* [Textauszug]
Der Reiz des Neuen war es nicht, der die ausgelassenen Borussen Profis faszinierte, denn wie sich die Meisterschale anfühlt, hatte der Großteil von ihnen bereits ein Jahr zuvor erkunden können. Nein, es war die euphorische Begeisterung der riesigen Fangemeinde im Westfalenstadion sowie dem Friedensplatz.

„Unglaublich, sensationell, wahnsinnig“, faszinierte nicht nur Andreas Möller die einzigartige Atmosphäre, die sich nach der erfolgreichen Titelverteidigung in einem kollektiven Freudentaumel der rieseigen Fangemeinde widerspiegelte.

Vergessen war das lange Zittern und die Anspannungen, die bis zum Triumph durchlebt werden mussten, die Rückschläge, vor allem in der Rückrunde, und das nervige Gerangel um Heiko Herrlich vor der Saison. Der Torschützenkönig wollte unbedingt die Borussia wechseln. Nach der Premiere „lief es mir kalt den Rücken runter“, da er beim dem insgesamt enttäuschenden 1:1 gegen den 1. FC Kaiserslautern den einzigen Treffer markierte. Mit dem gleichen Resultat kehrten die Schwarzgelben aus Leverkusen zurück. Michael Meier: „Hier war mehr drin.“

Nach 1:5 in Rückstand auf Rang 13

Und schon machten sich die Auswirkungen der neuen Drei-Punkte-Regelung bemerkbar, ein Remis hatte nicht mehr seine ursprüngliche Bedeutung. Doch bei Hansa Rostock reichte es noch nicht einmal zu diesem einen Pünktchen, dafür aber für reichlich kuriose 90 Minuten. 2:0 führten die souveränen Gäste im Ostseestadion, bevor der Aufsteiger in der Schlussphase den Spieß zu einem 3:2 umdrehte. „Ein Verein, der Ansprüche wie der BVB hat, darf sich so eine Niederlage nicht erlauben“, wetterte Ottmar Hitzfeld, den der Blick auf die Tabelle wenig erfreute: Die Dortmunder rangierten auf Platz 13.

* [Bereitgestelltes Material]
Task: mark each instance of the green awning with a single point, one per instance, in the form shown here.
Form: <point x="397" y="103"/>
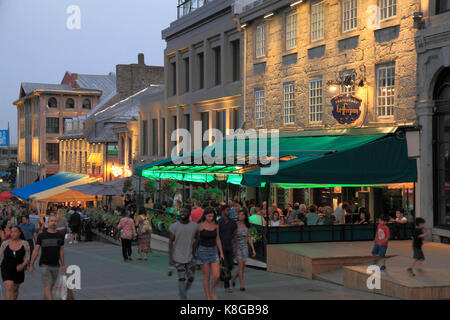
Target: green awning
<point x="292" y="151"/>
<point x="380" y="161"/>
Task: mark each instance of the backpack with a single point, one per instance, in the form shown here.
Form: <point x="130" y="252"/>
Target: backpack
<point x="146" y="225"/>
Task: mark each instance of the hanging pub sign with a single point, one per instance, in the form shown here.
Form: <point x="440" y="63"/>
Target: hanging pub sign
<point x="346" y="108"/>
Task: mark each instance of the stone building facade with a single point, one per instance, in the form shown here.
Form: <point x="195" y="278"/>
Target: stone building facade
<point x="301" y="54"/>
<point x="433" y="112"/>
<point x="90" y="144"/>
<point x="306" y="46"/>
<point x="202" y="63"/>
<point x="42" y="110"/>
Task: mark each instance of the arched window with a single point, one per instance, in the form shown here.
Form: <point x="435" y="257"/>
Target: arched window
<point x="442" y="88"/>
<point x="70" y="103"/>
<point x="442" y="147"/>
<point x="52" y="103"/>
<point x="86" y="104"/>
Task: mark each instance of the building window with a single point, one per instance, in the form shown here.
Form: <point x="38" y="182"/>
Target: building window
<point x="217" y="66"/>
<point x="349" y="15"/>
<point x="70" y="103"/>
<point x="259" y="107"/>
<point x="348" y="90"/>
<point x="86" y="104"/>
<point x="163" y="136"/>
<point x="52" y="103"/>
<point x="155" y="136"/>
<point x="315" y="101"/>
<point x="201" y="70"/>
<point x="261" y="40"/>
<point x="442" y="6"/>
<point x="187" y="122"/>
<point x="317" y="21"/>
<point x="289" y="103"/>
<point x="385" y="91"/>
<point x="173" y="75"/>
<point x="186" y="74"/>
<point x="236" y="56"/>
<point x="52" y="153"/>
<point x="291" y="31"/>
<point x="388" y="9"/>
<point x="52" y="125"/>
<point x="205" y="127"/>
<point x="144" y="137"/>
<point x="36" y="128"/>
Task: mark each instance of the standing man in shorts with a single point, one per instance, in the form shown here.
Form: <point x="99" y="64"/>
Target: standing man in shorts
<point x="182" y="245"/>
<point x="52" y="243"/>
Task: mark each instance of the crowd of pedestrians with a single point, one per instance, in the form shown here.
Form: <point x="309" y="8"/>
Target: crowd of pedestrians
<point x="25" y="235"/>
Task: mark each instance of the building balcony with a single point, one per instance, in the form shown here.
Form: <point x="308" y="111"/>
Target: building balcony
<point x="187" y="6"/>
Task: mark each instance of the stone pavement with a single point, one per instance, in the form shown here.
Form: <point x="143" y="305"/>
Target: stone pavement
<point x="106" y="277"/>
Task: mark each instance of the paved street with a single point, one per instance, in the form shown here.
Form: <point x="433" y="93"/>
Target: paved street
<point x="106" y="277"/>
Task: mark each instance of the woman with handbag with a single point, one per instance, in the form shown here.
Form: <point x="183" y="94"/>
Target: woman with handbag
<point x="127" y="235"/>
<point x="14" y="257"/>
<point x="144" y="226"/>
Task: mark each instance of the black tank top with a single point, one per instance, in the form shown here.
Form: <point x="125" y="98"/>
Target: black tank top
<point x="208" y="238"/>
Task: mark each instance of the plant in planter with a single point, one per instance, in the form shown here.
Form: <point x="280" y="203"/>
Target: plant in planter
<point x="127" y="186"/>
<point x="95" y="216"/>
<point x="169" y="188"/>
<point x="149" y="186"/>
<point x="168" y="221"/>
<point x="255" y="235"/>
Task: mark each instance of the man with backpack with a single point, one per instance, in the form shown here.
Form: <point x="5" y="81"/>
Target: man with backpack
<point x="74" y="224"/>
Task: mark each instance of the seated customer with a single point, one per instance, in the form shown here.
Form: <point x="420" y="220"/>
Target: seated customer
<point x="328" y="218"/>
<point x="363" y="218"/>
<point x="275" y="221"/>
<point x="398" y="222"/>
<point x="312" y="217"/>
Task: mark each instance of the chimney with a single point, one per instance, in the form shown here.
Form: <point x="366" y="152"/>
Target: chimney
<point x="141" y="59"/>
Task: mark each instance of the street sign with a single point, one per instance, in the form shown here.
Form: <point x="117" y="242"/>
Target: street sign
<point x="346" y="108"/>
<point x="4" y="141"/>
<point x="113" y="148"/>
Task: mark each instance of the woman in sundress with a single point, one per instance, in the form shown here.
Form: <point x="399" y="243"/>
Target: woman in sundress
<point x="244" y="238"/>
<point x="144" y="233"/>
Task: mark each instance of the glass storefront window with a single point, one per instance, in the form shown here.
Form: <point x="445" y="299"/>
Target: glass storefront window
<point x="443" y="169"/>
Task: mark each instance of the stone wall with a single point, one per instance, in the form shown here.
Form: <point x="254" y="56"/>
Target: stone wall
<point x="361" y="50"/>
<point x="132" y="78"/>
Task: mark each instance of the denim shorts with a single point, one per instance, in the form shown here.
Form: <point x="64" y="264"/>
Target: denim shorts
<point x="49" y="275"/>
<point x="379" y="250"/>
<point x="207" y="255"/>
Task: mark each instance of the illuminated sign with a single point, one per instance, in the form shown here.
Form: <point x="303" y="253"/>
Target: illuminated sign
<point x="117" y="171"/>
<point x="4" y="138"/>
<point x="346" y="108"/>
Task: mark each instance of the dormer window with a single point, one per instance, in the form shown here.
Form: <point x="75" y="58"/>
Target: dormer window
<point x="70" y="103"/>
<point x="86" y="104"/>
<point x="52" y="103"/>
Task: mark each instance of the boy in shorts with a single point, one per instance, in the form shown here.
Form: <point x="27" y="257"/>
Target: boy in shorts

* [Schriftliche Aufgabe A] Auf welchem Tabellenplatz standen die Dortmunder laut dem Textauszug nach der Niederlage bei Hansa Rostock?
* [Schriftliche Aufgabe B] Bitte schreiben Sie den Text über die Dortmunder Titelverteidigung im Anschluss an seinen letzten Satz weiter.

* [Antwort zur Übung A] Auf Platz 13.

* [Antwort zur Übung B]
Schon die ersten Wochen der Saison 1995/96 machten deutlich, dass der BVB als neuer „Branchenführer“ merklich mit anderen Ansprüchen zu Werke ging. Man hatte teuer eingekauft (Heiko Herrlich, Jürgen Kohler, der Tscheche Patrick Berger, der uruguayische Nationalspieler Ruben Sosa und während der Saison der Blitztransfer von Jörg Heinrich) und agierte rationaler.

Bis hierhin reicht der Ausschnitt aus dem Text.